* **WRITTEN INSTRUCTION**: Please answer from the excerpt below: at most how many times does the patch try the search for the lowest-priority CPU?

* **EXCERPT**:
Re: [RFC PATCH RT] push waiting rt tasks to cpus with lower prios.

Peter Zijlstra Tue, 09 Oct 2007 11:22:35 -0700

On Tue, 2007-10-09 at 13:59 -0400, Steven Rostedt wrote:
> This has been complied tested (and no more ;-)
> 
> 
> The idea here is when we find a situation that we just scheduled in an
> RT task and we either pushed a lesser RT task away or more than one RT
> task was scheduled on this CPU before scheduling occurred.
> 
> The answer that this patch does is to do a O(n) search of CPUs for the
> CPU with the lowest prio task running. When that CPU is found the next
> highest RT task is pushed to that CPU.
> 
> Some notes:
> 
> 1) no lock is taken while looking for the lowest priority CPU. When one
> is found, only that CPU's lock is taken and after that a check is made
> to see if it is still a candidate to push the RT task over. If not, we
> try the search again, for a max of 3 tries.

* **ENTRIES SUPPLIED**:

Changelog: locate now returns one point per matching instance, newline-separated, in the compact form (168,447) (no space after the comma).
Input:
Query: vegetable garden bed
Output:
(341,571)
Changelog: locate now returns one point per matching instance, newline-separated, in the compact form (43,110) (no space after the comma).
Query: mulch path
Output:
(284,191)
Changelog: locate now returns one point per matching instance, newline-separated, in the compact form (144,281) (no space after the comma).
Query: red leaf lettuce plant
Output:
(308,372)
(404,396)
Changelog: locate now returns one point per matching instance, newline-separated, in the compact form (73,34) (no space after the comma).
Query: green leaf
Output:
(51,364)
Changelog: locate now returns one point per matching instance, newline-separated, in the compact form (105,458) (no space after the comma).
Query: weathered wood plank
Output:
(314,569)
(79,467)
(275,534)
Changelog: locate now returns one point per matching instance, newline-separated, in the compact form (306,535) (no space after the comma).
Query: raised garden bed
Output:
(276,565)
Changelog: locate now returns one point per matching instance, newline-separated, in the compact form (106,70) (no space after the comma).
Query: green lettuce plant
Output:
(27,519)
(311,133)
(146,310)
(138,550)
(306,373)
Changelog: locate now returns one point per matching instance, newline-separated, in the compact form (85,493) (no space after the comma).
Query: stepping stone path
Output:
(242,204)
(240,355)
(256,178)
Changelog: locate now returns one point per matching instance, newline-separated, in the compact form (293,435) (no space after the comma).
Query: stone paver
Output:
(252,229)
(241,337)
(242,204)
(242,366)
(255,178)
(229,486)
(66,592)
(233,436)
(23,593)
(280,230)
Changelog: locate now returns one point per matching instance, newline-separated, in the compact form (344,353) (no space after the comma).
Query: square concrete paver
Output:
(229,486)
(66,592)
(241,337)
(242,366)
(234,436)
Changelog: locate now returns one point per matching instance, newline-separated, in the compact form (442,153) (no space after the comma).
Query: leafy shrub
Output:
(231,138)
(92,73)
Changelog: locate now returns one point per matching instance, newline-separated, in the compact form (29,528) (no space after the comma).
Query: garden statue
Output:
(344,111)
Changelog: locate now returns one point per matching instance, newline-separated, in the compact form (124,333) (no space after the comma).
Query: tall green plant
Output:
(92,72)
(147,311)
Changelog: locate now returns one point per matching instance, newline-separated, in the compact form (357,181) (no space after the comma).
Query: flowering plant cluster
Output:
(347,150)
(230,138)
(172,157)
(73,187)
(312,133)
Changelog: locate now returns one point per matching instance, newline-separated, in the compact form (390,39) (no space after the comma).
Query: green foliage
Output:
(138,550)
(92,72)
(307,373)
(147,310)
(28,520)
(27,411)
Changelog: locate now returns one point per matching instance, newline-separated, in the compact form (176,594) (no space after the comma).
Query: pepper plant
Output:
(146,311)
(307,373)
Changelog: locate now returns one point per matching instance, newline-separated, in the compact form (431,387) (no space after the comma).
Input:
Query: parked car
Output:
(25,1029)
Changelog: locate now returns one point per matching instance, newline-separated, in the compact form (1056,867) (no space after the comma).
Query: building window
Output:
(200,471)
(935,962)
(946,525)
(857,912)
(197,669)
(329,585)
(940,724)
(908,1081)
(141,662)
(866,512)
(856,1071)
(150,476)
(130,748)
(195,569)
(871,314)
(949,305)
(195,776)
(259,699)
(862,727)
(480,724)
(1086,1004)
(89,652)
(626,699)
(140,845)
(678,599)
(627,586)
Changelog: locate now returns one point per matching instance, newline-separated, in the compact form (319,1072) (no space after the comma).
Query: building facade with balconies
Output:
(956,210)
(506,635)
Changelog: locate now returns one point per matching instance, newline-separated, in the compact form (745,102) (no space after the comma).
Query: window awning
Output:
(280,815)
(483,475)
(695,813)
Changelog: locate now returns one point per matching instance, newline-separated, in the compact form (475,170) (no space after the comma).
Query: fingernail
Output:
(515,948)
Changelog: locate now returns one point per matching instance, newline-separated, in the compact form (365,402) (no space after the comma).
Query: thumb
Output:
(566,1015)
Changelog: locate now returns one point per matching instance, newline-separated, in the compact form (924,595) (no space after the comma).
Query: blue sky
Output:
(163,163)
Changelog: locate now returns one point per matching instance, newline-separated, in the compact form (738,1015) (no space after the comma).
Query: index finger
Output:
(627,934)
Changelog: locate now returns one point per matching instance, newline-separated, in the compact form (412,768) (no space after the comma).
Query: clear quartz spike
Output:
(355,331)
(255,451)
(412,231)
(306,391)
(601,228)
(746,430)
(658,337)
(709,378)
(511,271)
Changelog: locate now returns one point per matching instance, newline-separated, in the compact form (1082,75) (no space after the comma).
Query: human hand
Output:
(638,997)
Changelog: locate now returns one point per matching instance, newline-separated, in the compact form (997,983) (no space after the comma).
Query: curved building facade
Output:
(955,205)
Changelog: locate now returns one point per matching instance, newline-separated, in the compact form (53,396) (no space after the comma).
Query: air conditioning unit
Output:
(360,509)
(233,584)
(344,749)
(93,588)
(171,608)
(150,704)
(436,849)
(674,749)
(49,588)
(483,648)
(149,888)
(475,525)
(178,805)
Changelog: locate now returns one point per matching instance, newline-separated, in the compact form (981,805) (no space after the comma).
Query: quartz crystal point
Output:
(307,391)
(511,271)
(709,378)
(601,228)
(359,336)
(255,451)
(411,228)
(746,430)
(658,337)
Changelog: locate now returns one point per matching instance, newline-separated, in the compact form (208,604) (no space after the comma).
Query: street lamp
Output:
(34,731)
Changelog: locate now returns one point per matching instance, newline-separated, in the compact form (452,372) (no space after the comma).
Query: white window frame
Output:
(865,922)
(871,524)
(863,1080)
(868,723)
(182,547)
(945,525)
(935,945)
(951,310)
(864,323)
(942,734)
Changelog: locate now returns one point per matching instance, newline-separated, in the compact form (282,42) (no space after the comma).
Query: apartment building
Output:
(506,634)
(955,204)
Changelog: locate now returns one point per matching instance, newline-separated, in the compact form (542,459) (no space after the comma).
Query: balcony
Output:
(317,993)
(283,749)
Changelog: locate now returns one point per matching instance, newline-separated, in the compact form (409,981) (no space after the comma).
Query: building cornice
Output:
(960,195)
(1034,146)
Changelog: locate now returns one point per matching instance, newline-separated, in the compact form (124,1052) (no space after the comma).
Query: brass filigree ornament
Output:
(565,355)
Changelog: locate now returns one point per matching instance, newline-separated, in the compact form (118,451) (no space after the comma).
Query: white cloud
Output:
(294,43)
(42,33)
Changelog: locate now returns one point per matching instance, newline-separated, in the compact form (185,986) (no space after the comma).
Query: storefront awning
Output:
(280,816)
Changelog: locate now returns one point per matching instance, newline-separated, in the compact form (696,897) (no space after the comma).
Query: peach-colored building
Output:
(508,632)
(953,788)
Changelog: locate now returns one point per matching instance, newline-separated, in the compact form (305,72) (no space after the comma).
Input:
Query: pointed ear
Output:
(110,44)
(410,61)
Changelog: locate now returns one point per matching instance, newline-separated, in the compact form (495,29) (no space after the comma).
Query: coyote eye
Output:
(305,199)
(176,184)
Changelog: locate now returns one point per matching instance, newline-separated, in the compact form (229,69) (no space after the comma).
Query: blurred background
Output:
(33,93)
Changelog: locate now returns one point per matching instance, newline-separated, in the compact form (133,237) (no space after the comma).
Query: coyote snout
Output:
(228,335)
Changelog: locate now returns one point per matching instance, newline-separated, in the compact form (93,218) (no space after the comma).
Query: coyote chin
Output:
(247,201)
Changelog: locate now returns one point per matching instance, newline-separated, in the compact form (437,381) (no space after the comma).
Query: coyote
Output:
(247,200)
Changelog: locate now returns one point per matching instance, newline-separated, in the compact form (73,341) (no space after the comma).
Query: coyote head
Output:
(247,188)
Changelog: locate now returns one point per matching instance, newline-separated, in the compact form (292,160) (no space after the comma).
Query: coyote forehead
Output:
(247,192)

* **ANSWER TO THE PROBLEM**: A maximum of 3 tries.